▸ **WHAT THE TASK REQUIRES**
In the data below, find every line with the string "jacket" and pull it out.

↓↓↓

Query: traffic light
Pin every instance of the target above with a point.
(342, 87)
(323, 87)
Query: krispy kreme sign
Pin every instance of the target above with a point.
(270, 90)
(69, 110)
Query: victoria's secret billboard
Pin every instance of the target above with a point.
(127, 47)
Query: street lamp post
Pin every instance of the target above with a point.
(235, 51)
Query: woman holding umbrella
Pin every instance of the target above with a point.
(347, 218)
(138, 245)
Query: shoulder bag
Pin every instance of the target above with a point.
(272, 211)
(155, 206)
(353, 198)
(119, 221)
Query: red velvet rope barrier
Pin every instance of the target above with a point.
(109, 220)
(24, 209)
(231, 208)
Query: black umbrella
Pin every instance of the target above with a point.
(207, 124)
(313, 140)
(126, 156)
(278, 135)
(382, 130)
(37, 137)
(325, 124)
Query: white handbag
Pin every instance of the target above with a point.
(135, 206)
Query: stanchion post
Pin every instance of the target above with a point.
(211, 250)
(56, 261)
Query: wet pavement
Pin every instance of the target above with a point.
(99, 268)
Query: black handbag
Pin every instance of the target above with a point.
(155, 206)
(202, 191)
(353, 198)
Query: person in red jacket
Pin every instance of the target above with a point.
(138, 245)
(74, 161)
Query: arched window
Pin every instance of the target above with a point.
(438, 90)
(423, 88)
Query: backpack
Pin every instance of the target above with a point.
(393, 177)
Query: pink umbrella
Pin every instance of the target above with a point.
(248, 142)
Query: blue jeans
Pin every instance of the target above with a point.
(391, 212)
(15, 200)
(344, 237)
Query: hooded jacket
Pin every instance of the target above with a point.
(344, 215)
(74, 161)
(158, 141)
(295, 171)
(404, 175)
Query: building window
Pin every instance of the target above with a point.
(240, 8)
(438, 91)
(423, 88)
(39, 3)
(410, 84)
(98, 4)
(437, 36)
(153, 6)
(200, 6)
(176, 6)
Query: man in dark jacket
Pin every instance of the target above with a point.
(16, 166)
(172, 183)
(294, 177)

↑↑↑

▸ **PROBLEM SOLUTION**
Query: person in red jacket
Query: hooded jacket
Query: man in dark jacket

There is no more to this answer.